_Aim of the exercise_
Extract the entries in their exact form.

START Record set

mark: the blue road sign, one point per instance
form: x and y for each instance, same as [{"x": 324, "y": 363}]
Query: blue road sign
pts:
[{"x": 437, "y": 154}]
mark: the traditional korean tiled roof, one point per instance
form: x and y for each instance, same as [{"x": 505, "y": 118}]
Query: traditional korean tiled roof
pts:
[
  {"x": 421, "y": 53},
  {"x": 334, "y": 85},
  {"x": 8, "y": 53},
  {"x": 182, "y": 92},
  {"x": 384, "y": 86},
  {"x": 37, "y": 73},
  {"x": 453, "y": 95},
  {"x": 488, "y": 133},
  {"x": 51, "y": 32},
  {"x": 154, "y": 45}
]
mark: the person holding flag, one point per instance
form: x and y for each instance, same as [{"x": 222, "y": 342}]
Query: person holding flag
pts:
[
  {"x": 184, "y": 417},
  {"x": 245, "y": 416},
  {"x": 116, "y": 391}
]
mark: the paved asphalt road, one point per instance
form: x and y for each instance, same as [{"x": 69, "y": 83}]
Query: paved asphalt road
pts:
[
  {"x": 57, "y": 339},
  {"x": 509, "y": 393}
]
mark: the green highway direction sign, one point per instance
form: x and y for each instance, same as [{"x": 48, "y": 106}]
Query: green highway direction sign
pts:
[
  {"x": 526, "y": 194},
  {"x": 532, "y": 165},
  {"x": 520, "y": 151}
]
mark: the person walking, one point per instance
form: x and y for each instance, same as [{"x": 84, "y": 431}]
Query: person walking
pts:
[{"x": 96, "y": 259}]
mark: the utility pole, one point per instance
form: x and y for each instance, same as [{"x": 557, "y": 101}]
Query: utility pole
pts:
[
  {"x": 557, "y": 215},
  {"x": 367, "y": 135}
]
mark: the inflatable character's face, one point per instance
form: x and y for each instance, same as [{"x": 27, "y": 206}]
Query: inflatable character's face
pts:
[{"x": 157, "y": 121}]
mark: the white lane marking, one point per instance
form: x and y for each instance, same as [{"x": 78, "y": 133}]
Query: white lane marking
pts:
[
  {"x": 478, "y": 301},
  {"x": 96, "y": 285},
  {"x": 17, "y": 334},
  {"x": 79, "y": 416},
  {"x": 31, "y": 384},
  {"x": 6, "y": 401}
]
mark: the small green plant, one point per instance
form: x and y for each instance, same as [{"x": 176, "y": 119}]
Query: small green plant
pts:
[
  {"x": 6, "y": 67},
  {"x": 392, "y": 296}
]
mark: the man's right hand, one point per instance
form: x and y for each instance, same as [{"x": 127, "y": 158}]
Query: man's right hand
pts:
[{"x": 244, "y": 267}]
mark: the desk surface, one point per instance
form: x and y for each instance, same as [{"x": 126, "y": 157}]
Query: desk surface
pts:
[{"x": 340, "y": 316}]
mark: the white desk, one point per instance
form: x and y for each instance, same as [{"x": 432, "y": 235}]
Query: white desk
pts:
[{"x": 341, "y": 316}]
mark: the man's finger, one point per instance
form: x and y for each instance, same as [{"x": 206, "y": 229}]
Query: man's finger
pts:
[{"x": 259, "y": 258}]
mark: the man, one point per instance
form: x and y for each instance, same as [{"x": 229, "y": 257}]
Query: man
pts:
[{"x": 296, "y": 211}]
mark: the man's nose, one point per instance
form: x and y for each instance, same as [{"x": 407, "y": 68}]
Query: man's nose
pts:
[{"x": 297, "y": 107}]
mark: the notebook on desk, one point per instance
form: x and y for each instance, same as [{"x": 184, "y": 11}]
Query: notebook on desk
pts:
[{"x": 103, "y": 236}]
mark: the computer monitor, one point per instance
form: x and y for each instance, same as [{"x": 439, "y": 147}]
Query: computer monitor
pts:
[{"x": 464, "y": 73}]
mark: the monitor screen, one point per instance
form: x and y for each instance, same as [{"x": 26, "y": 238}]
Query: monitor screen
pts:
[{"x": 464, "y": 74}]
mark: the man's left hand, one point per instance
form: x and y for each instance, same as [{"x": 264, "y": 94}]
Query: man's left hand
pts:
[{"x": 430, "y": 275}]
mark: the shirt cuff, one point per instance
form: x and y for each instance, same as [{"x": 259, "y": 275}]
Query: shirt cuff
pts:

END Record set

_Solution_
mark: the blue road sign, one point per instance
form: x and y for each instance, same as [{"x": 324, "y": 363}]
Query: blue road sign
pts:
[{"x": 437, "y": 154}]
mark: the traditional korean tiled roof, one point per instance
form: x and y for each instance, same as [{"x": 505, "y": 118}]
Query: traditional korean tiled roof
pts:
[
  {"x": 421, "y": 53},
  {"x": 334, "y": 85},
  {"x": 8, "y": 53},
  {"x": 182, "y": 92},
  {"x": 384, "y": 86},
  {"x": 37, "y": 73},
  {"x": 453, "y": 95},
  {"x": 488, "y": 133},
  {"x": 51, "y": 32},
  {"x": 154, "y": 45}
]
mark: the person holding flag, one point per instance
form: x and y for each instance, same as [{"x": 222, "y": 342}]
Query: person holding flag
pts:
[
  {"x": 184, "y": 417},
  {"x": 245, "y": 416},
  {"x": 116, "y": 391}
]
mark: the paved asphalt road, one point per instance
form: x and y for each instance, same as [{"x": 69, "y": 83}]
Query: paved asphalt road
pts:
[
  {"x": 57, "y": 339},
  {"x": 509, "y": 393}
]
mark: the green highway direction sign, one point per instance
form: x and y for each instance, same as [{"x": 48, "y": 106}]
Query: green highway direction sign
pts:
[
  {"x": 526, "y": 194},
  {"x": 532, "y": 165},
  {"x": 520, "y": 151}
]
mark: the person walking, one point per instance
form: x and y for each instance, same as [{"x": 84, "y": 431}]
Query: person walking
pts:
[{"x": 96, "y": 259}]
mark: the utility pole, one point per instance
form: x and y for each instance, same as [{"x": 557, "y": 101}]
Query: utility pole
pts:
[
  {"x": 557, "y": 215},
  {"x": 367, "y": 135}
]
mark: the inflatable character's face, one point per instance
form: x and y for each instance, same as [{"x": 27, "y": 206}]
Query: inflatable character's face
pts:
[{"x": 157, "y": 121}]
mark: the white lane marking, one point per instance
form: x and y for each instance, same as [{"x": 78, "y": 133}]
Query: white lane marking
pts:
[
  {"x": 478, "y": 301},
  {"x": 96, "y": 285},
  {"x": 17, "y": 334},
  {"x": 79, "y": 416},
  {"x": 31, "y": 384},
  {"x": 6, "y": 401}
]
mark: the small green plant, one point per instance
form: x and y for each instance, same as [{"x": 176, "y": 119}]
Query: small green plant
pts:
[
  {"x": 6, "y": 67},
  {"x": 392, "y": 296}
]
mark: the man's right hand, one point per instance
form: x and y for each instance, same as [{"x": 127, "y": 158}]
Query: man's right hand
pts:
[{"x": 244, "y": 267}]
mark: the desk surface, one point per instance
form: x and y for each instance, same as [{"x": 126, "y": 157}]
Query: desk surface
pts:
[{"x": 340, "y": 316}]
mark: the white desk, one point per instance
form: x and y for each instance, same as [{"x": 432, "y": 235}]
Query: white desk
pts:
[{"x": 341, "y": 316}]
mark: the man's finger, one point per instance
form: x and y for each instance, same as [{"x": 206, "y": 229}]
Query: man's finger
pts:
[{"x": 259, "y": 258}]
mark: the man, one point per instance
form: x and y for each instance, same as [{"x": 229, "y": 257}]
Query: man
pts:
[{"x": 296, "y": 211}]
mark: the man's nose, one point per instance
form: x and y for each instance, same as [{"x": 407, "y": 68}]
Query: man's nose
pts:
[{"x": 297, "y": 107}]
mark: the notebook on desk, one point per instance
form: x and y for each instance, same as [{"x": 184, "y": 11}]
Query: notebook on desk
pts:
[{"x": 103, "y": 236}]
mark: the computer monitor, one point per instance
form: x and y for each instance, same as [{"x": 439, "y": 147}]
Query: computer monitor
pts:
[{"x": 464, "y": 73}]
mark: the monitor screen, one point per instance
form: x and y for each instance, same as [{"x": 26, "y": 238}]
Query: monitor screen
pts:
[{"x": 464, "y": 74}]
mark: the man's left hand, one point per instance
form: x and y for each instance, same as [{"x": 264, "y": 94}]
Query: man's left hand
pts:
[{"x": 430, "y": 275}]
mark: the shirt cuff, one point per instance
form: x and y for each instance, same as [{"x": 259, "y": 275}]
Query: shirt cuff
pts:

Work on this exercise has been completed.